Passados minutos, talvez uma hora e um pouco mais, recebemos a notícia que não queríamos receber. Infarto fulminante. Não havia o que ser feito. Apenas aconteceu. Olhávamos todos para as comidas quase todas prontas para comemorarmos o aniversário de meu irmão, e tudo me pareceu mais triste, e ninguém nem sequer as tocou. O que fizeram foi guardar toda aquela comida para o dia seguinte. O céu até chorou naquele fim de tarde. Choveu. E como choveu. Acho que choveu o resto da noite.

Meus pais me mandaram para a casa de uma amiga para dormir lá. Lembro-me que chorei ao tentar dormir, e não dormi, e senti medo também. Eu ainda acreditava que os mortos poderiam aparecer para nós, e fiquei imaginando ela aparecendo na porta do quarto... Crianças... Ao mesmo tempo eu pensava porque as pessoas tem que morrer? Porque Deus não as salva? Briguei com Deus. Fiquei com raiva de Deus. Eu já sentia o vazio, a tristeza e a raiva naquele momento, mas o restante eu só sentiria no dia seguinte. É que se completaria o meu não entendimento sobre o que é a morte. A confirmação do fim, apenas.

Já no dia seguinte fomos ao seu enterro – antes dela eu havia visto uma pessoa apenas no caixão, mas vi de longe, não me atrevia a chegar perto. Não sei o que se passava pela minha cabeça, mas a ideia de se aproximar de um caixão me aterrorizava. Alguns foram vê-la a cavalo, outros foram de carro mesmo. Nem me lembro de que eu fui.

Ela vestia uma blusa rosa. Nunca pensei que uma pessoa morta pudesse ser tão bonita. Ela estava serena, parecia que tinha até um sorriso de canto de boca, assim tão simples e feliz como era a D. Francinha. E fiquei observando as flores em sua volta, e o seu cabelo como estava preso de uma forma muito bonita. Tudo na expectativa de ver algum movimento, mínimo, qualquer que fosse. Mas não. Eu só via o seu sorriso de canto de boca. E sem nem entender ou tentar entender, nem mesmo esperar, me vi chorando nos braços de meu pai. Sufocada em um choro contido, mas que me saía de algum modo.

E quando chegou o momento final, derradeiro, em que o caixão descia e as flores eram jogadas sobre ele, minha mãe pediu para meu pai me retirar de lá. Afogava-me na barriga de meu pai, num choro que nem eu sabia que podia chorar, pois eu sabia que havia perdido uma pessoa, mais que uma pessoa, uma pessoa que me era incrível e tão acessível! Eu entendi a partir daquele momento o que era morrer, e o que ficava da morte: ficávamos nós. Todo o restante daquela realidade, todo o restante daquela vida que se fora. Nem fiquei para ver cobrirem o caixão de terra. E desde então me disse que nunca mais ficaria até o fim de um funeral.

:: INFORMAÇÕES FORNECIDAS ::
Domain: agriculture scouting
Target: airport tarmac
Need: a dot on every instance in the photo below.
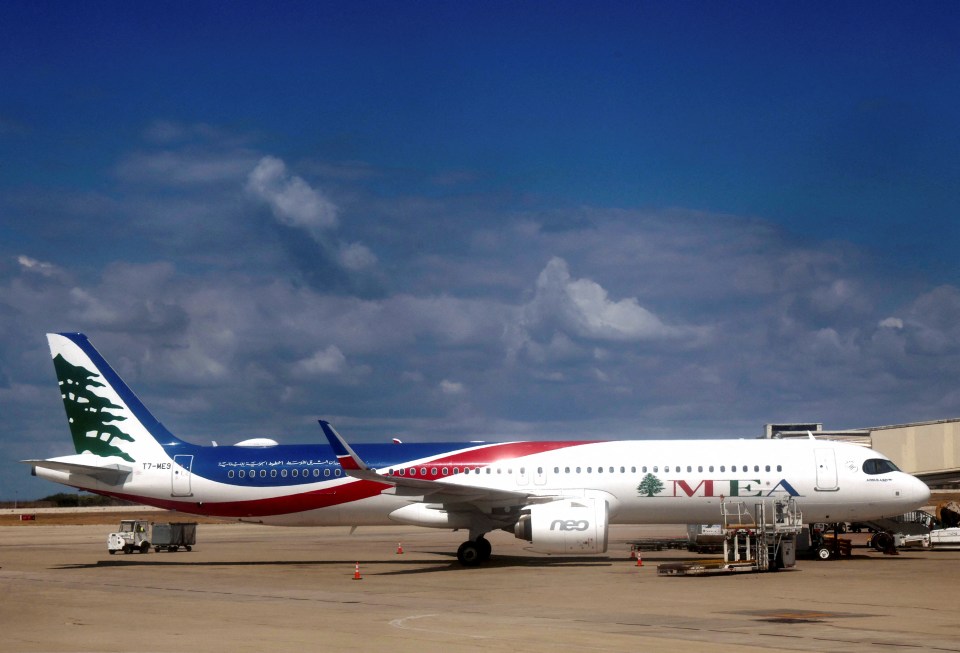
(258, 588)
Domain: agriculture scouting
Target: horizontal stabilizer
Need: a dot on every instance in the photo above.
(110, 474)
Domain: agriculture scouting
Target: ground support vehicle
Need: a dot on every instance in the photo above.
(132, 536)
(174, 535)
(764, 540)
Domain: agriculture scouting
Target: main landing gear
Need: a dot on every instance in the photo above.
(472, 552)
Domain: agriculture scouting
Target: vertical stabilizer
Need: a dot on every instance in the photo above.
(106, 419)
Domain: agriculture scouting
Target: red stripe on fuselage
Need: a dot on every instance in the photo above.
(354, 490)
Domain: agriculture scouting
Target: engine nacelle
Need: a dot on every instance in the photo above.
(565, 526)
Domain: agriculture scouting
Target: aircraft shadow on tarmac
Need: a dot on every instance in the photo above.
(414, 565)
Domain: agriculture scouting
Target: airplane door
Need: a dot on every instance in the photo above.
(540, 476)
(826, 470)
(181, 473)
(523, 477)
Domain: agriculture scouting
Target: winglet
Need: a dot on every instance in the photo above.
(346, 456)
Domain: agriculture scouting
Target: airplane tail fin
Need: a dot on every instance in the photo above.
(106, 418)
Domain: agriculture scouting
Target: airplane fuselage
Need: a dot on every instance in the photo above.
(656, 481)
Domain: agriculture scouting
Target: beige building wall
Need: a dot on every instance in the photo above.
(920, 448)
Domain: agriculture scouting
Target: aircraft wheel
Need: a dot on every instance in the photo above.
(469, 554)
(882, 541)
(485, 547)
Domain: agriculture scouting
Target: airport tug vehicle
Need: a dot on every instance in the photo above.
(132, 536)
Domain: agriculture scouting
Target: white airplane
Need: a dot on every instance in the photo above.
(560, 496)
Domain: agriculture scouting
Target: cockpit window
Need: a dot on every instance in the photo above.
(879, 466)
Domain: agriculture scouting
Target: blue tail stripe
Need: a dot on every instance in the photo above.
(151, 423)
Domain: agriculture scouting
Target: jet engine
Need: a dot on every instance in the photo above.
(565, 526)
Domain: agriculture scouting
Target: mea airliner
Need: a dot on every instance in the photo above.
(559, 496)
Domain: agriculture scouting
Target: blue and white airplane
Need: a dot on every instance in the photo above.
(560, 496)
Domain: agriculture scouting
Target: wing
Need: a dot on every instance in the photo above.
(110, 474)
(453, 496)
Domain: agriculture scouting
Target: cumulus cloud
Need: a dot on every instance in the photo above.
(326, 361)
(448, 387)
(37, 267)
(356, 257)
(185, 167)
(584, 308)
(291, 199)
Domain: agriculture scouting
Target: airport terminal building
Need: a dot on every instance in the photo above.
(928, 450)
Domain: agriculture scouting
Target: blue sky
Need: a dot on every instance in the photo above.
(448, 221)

:: OBJETIVO A ::
No relato sobre a morte de D. Francinha, de que cor era a blusa que ela vestia no caixão?
:: OBJETIVO B ::
Redigite o trecho do relato sobre a morte de D. Francinha, começando em "Ela vestia uma" e terminando em "de algum modo.".
:: OBJETIVO C ::
Escreva o que vem depois da última frase do relato sobre a morte de D. Francinha.

:: RESULTADO A ::
Rosa.

:: RESULTADO B ::
Ela vestia uma blusa rosa. Nunca pensei que uma pessoa morta pudesse ser tão bonita. Ela estava serena, parecia que tinha até um sorriso de canto de boca, assim tão simples e feliz como era a D. Francinha. E fiquei observando as flores em sua volta, e o seu cabelo como estava preso de uma forma muito bonita. Tudo na expectativa de ver algum movimento, mínimo, qualquer que fosse. Mas não. Eu só via o seu sorriso de canto de boca. E sem nem entender ou tentar entender, nem mesmo esperar, me vi chorando nos braços de meu pai. Sufocada em um choro contido, mas que me saía de algum modo.

:: RESULTADO C ::
Fomos para o que costumava ser a casa dela. A casa daquela senhora adorável. Estavam lá todas as comidas do dia anterior. Nem lembro se comi. Sei que sentei no quintal e tudo já era sem graça, e eu não queria mais saber dos cavalos e nem das goiabas, acho que até as galinhas não queriam saber de nada. Fiquei lá sentindo uma ânsia não sei de quê. Sentindo o vazio e a confusão que se apossava da minha mente infantil. Pensei nisso por tantos dias seguidos... Voltei lá poucas vezes depois de sua morte. Não era mais a mesma coisa. Não tinha o mesmo cheiro, nem o mesmo gosto, menos ainda as mesmas cores. E toda aquela comida feita com tanto amor... Poxa, ela cozinhava para o aniversário do meu irmão! E não sabia ela que estaria cozinhando o almoço do seu próprio funeral.

E como tudo acontece quando a gente menos espera. Anos mais tarde, no mesmo dia. Dia cinco. Aniversário do meu irmão. Outra pessoa querida se despedia. Dessa vez eu estava distante, viajando, mas pude sentir a despedida... Ao menos não estava perto para me despedir. Não fui ao enterro. E se eu estivesse por perto eu não iria. E penso que isso me foi até bom. Às vezes parece que ele apenas viajou para algum outro lugar, e gostou tanto que resolveu ficar por lá. Já D Francinha, bom, D. Francinha ficou abaixo da terra com o seu adorável e incrível sorriso. Às vezes penso que ela poderia ter apenas viajado também.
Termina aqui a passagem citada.